→ PROBLEM DETAILS
Print the line containing "the blue light" and each line after it through the end, please, with nothing added.

→ Labeled-object pointing entries
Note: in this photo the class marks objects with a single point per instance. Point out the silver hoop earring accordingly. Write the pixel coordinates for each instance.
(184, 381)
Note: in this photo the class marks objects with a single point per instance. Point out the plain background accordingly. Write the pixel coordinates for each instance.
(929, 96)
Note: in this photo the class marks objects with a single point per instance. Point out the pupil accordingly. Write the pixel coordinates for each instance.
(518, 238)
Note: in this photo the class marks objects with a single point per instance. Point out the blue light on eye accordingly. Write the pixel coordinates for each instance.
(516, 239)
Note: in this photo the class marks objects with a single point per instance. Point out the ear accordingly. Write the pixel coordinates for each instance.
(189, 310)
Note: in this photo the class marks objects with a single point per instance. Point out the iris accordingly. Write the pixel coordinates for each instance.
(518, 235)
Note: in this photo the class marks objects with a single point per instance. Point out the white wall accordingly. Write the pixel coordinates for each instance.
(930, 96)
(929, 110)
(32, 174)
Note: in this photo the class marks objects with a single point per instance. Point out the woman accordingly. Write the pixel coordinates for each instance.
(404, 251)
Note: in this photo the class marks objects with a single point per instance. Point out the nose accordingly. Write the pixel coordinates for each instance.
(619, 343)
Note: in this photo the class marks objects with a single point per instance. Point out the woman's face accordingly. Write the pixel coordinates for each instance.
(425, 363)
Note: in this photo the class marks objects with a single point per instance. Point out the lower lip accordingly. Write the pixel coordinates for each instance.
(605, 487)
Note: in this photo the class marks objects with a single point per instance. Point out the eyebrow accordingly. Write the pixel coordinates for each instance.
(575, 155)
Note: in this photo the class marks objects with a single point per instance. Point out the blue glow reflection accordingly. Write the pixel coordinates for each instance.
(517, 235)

→ COMPLETE RESPONSE
Note: in this photo the class marks objects with a single point per instance. Point out the blue light on eye accordingly. Write the pixel coordinates for each instance.
(516, 239)
Note: in this photo the class marks objects with a single point per instance. Point out the ear accordingly. Write the pixel coordinates for each instance.
(189, 310)
Note: in this photo the class marks objects with a single point per instance. Point out the iris accordingly. Write the pixel coordinates for each instance.
(518, 235)
Note: in this photo the class marks objects with a single point per instance. Point out the white wall accordingly. Write the pixel coordinates for each instance.
(930, 96)
(929, 110)
(32, 174)
Note: in this photo the class marks objects with a single point per instance. Point out the woman accordingly. Write the pixel coordinates for each instance.
(404, 251)
Note: in this photo the class marks objects with a single point per instance. Point out the nose accordingly. Write the pixel coordinates for each instance.
(619, 343)
Note: in this photo the class marks objects with a single point per instance. Point out the woman's face accordingly. Write the pixel coordinates for each instance.
(425, 363)
Note: in this photo the class marks objects with a single point per instance. Point out the lower lip accordingly. Write the pixel coordinates for each instance.
(605, 487)
Note: in this photo the class marks objects with a single point per instance. Point out the eyebrow accordingly. Write the pixel coordinates for each instance.
(575, 155)
Note: in this photo the class marks objects with a single point per instance. Point out the blue glow reflection accordingly. Write the pixel coordinates for each instance.
(517, 235)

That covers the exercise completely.